- To do
Transcribe the passage about the Megumi Yokota documentary from "The opening weekends" to "its first weekend!!".

Wednesday, November 29, 2006


The opening weekends in Japan and Washington, DC proved to be very successful. In Tokyo, people waited for two hours outside theaters to get tickets to see "ABDUCTION The Megumi Yokota Story". In DC, Landmark Theaters decided to show the film for another week as a result of its popularity. A fantastic start for the film in its first weekend!!

Sunday, November 26, 2006


Yokota documentary opens in Japan
The Yomiuri Shimbun

A documentary film on the activities over the past 29 years by Shigeru and Sakie Yokota in trying to reunite with their daughter Megumi, who was abducted by North Korea, opened Saturday with the hope it will raise more awareness on the abduction issue.

"Abduction: The Megumi Yokota Story" is directed by Chris Sheridan, a one-time producer for a Canadian TV station, and his wife, Patty Kim, who was an anchor at the station.

The documentary has already been shown in the United States and Canada and is scheduled for release in South Korea.

Shigeru said, "I hope the film will become widely known through word of mouth by those who watch it, raising awareness of the abduction issue worldwide."

Sheridan, 37, and Kim, 36, first learned about the abduction in an article in The Washington Post following the Japan-North Korea summit meeting in September 2002. From the article, they learned Megumi, was only 13 years old when she was abducted by North Korea in 1977.

Kim said through the abduction issue, people can also see the love of Megumi's family, which has been trying to rescue her.

Many viewers at screenings in the United States were moved by the story of the Yokotas, who have been looking for their daughter for nearly 30 years, she added.

The film was selected for the Best Documentary Audience Award at the Slamdance Film Festival held in January in Utah. The film also received honors at six film festivals.

The film also has been shown in Australia and New Zealand.

The 80-minute film shows the Yokotas giving talks about the abduction issue across the nation, as well as trivial family matters.

In 1979, when the government had yet to formally recognize Megumi as a North Korean abduction victim, Sakie appeared on a program for a commercial TV station to seek information about her missing daughter.

On the program, Sakie spoke to the viewers, hoping Megumi was one of them, saying, "Megumi, I really don't think you'd just leave us." The clip is included in the documentary.

The film opened at 37 movie theaters in 18 prefectures Saturday and is scheduled to be released in about 70 movie theaters in 38 prefectures by mid-February.

At Cinema Gaga, a movie theater in Shibuya, Tokyo, its roughly 200 seats were soon filled for the first screening starting at 9:40 a.m. Saturday. Some audience members were heard sobbing through the showing, while many others seemed engrossed in the film.

Stored entries:
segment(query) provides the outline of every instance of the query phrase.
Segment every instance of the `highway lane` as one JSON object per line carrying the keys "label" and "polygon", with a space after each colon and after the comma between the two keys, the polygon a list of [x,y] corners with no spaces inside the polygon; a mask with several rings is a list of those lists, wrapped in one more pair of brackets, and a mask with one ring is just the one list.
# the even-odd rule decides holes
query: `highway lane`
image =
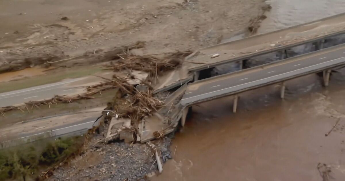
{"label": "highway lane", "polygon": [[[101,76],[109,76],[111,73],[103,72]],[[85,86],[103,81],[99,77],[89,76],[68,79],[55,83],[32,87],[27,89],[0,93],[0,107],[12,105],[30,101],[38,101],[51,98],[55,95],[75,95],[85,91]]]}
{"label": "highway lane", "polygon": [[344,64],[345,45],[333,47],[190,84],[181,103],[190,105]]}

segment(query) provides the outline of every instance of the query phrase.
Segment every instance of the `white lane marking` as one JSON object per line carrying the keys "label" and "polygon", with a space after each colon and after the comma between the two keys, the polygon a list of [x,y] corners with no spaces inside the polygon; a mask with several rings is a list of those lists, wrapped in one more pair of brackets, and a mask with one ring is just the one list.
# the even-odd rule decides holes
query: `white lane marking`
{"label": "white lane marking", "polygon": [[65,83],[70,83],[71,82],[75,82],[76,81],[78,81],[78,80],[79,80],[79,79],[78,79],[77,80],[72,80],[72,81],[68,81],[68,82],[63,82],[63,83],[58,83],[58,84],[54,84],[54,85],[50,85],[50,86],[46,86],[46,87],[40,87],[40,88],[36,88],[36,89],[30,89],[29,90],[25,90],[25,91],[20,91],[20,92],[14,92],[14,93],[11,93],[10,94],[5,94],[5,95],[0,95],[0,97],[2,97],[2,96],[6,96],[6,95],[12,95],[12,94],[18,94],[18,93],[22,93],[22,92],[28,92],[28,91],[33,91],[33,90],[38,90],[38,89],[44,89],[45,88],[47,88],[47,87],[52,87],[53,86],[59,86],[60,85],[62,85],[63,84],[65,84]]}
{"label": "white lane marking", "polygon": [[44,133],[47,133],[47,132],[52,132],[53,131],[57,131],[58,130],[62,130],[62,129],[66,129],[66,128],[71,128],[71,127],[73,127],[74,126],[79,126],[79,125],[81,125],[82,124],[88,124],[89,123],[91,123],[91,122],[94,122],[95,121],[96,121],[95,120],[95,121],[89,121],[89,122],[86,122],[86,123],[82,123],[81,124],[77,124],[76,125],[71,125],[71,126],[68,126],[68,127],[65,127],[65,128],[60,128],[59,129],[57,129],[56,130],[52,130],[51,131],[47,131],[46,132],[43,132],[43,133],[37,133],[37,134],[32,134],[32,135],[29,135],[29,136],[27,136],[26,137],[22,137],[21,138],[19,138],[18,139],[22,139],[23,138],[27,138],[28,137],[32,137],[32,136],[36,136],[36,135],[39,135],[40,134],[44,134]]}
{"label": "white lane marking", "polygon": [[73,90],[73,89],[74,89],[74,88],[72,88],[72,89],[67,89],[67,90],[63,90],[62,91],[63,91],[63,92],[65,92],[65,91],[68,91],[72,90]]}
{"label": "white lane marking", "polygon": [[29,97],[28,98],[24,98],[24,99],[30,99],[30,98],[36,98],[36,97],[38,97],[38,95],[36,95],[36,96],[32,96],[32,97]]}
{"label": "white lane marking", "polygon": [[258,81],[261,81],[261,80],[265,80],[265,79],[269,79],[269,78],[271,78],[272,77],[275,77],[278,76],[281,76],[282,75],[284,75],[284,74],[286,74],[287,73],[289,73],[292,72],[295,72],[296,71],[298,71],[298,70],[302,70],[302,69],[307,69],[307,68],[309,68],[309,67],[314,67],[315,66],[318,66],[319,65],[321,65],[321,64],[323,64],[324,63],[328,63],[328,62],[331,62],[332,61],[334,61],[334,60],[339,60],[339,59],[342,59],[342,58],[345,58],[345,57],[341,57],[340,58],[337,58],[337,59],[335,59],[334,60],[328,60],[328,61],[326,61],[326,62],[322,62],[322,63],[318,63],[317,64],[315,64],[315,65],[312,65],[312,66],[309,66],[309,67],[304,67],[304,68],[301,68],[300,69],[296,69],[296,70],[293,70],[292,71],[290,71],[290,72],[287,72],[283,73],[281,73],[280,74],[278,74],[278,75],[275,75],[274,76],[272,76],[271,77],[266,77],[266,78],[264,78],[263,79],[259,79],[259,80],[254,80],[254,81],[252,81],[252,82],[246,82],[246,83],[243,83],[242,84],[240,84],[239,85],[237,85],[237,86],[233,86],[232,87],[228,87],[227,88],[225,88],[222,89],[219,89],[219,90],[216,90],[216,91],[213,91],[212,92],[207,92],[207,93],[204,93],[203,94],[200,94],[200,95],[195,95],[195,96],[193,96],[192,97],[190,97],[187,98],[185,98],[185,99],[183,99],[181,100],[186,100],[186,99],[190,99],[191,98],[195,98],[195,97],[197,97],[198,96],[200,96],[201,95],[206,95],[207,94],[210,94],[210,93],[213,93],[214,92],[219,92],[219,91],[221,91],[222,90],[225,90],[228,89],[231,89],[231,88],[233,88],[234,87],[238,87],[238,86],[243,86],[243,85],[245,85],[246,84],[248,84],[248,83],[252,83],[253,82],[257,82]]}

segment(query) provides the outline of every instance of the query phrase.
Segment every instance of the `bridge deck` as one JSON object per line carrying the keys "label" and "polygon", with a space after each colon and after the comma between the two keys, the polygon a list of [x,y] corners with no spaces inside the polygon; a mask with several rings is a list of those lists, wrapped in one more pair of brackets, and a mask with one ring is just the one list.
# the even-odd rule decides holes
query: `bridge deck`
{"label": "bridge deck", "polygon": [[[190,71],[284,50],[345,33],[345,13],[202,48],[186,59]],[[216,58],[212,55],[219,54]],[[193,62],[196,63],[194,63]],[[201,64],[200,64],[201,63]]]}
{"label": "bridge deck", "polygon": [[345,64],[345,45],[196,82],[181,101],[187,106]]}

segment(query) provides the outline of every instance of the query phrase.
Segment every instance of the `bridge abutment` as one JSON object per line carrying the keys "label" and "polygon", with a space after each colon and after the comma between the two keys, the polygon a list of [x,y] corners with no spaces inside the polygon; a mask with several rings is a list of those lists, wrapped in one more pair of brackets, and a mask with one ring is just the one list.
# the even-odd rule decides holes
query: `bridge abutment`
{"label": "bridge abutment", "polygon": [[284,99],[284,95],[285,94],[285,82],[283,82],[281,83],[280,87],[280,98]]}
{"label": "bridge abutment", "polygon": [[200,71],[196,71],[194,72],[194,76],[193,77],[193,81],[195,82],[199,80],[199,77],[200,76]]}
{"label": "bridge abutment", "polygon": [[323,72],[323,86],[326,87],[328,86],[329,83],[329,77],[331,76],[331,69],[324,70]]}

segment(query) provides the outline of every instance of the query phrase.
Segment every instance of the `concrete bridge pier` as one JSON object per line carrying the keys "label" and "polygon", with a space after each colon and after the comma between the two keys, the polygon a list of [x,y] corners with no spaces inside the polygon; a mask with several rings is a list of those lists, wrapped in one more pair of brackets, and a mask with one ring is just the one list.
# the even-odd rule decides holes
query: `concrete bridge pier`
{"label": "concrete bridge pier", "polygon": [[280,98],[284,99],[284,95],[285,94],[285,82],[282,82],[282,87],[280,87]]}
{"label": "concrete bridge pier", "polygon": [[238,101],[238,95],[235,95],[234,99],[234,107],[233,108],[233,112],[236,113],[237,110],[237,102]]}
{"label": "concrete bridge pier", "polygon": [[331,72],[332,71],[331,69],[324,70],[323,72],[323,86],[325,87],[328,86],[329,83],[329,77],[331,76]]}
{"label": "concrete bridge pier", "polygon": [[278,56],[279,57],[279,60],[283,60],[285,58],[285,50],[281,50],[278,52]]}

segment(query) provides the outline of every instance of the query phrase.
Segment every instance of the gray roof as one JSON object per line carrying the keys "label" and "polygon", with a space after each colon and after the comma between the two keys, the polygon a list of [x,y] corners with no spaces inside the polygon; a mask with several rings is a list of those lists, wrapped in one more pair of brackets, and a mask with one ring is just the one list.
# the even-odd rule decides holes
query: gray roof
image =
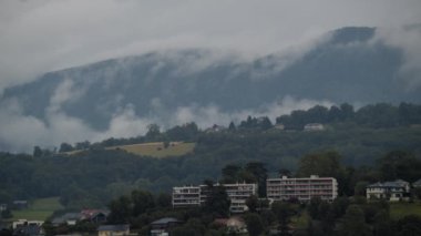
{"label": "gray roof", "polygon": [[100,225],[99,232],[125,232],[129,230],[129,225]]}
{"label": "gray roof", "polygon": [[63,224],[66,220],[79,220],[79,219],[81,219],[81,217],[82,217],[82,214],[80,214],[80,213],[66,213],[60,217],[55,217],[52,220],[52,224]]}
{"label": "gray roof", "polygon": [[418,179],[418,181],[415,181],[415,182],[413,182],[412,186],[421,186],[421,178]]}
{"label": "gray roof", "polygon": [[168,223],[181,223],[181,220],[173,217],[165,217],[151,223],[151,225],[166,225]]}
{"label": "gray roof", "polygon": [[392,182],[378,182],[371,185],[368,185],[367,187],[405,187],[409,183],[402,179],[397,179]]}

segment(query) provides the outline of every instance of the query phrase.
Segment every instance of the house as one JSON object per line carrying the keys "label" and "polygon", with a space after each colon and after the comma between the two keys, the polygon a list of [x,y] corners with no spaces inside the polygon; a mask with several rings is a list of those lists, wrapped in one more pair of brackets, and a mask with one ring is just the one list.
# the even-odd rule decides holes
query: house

- Exercise result
The opening weekends in Japan and Washington, DC proved to be very successful. In Tokyo, people waited for two hours outside theaters to get tickets to see "ABDUCTION The Megumi Yokota Story". In DC, Landmark Theaters decided to show the film for another week as a result of its popularity. A fantastic start for the film in its first weekend!!